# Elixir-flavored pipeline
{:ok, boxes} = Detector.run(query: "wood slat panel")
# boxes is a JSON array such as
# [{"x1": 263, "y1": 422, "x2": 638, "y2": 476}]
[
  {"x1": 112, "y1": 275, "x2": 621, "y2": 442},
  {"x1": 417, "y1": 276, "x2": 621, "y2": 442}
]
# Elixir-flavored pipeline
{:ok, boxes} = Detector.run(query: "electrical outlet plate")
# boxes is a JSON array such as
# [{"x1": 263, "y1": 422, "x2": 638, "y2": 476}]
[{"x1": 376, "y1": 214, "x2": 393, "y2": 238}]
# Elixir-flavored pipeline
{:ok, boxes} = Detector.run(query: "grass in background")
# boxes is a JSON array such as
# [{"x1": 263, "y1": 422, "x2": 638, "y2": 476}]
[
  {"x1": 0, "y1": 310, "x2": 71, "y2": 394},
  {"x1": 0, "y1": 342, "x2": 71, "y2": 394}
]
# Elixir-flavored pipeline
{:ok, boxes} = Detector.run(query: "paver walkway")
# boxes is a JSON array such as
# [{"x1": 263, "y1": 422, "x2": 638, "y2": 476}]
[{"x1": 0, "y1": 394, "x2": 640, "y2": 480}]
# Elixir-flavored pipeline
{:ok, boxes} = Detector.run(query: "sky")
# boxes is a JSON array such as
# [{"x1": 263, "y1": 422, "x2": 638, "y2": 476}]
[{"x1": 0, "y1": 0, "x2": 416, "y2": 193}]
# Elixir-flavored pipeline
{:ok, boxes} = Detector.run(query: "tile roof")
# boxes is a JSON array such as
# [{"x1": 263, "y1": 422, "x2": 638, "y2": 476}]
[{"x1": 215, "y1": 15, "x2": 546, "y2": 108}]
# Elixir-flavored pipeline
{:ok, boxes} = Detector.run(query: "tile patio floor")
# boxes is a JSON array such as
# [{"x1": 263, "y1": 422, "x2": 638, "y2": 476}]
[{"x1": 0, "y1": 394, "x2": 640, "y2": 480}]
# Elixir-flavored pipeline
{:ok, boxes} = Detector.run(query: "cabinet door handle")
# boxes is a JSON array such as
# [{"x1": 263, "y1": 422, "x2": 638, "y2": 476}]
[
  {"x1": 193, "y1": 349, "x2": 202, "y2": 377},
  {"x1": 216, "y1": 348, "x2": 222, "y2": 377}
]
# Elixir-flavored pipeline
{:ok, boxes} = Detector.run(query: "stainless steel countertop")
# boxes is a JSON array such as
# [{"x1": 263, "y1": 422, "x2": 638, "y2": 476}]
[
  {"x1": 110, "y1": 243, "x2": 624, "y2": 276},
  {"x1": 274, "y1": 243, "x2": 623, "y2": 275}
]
* * *
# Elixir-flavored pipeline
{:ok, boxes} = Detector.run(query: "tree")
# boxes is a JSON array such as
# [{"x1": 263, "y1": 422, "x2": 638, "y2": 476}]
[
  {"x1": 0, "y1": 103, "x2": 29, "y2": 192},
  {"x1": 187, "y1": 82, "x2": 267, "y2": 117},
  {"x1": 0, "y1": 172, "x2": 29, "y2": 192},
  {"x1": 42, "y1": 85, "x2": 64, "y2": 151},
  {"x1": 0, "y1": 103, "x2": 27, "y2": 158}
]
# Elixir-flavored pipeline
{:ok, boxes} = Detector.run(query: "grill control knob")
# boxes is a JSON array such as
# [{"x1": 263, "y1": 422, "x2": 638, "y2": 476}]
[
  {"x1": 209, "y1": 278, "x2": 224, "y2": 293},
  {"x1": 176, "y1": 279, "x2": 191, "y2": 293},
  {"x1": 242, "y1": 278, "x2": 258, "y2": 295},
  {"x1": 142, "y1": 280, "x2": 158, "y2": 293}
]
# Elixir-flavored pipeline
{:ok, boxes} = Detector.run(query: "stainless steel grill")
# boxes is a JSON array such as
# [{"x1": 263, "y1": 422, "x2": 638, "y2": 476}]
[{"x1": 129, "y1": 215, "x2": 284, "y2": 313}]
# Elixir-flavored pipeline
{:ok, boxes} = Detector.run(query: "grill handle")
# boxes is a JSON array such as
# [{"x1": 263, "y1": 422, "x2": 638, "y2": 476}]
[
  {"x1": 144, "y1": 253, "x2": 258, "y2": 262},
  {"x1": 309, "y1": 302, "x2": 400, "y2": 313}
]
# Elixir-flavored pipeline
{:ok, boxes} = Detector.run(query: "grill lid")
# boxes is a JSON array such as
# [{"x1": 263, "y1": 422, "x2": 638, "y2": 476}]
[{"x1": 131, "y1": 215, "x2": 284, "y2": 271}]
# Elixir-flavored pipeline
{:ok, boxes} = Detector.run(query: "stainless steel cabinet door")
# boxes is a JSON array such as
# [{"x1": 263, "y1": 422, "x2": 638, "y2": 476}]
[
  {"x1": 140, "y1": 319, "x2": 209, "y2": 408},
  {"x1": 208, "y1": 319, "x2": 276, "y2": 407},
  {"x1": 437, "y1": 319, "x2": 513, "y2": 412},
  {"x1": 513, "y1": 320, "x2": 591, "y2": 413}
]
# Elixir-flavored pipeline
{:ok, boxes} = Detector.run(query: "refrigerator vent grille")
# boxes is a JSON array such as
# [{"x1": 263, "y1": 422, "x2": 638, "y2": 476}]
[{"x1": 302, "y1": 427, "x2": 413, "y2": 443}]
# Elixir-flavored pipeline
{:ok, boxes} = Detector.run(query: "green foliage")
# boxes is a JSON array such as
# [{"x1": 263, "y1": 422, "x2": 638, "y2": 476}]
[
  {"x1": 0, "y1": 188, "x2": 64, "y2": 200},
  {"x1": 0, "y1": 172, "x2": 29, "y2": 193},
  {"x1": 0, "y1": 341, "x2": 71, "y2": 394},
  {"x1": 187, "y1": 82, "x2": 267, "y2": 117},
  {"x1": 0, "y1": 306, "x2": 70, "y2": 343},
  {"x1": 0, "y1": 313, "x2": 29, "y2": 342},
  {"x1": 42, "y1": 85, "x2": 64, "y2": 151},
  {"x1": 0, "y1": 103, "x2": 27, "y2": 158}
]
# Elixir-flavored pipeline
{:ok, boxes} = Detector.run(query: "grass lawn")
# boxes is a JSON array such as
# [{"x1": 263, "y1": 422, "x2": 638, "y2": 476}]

● **Directions**
Count the lines in the data above that contain the string "steel", treating uppercase and lowercase letters as different, and give only the number.

● **Answer to this exercise**
3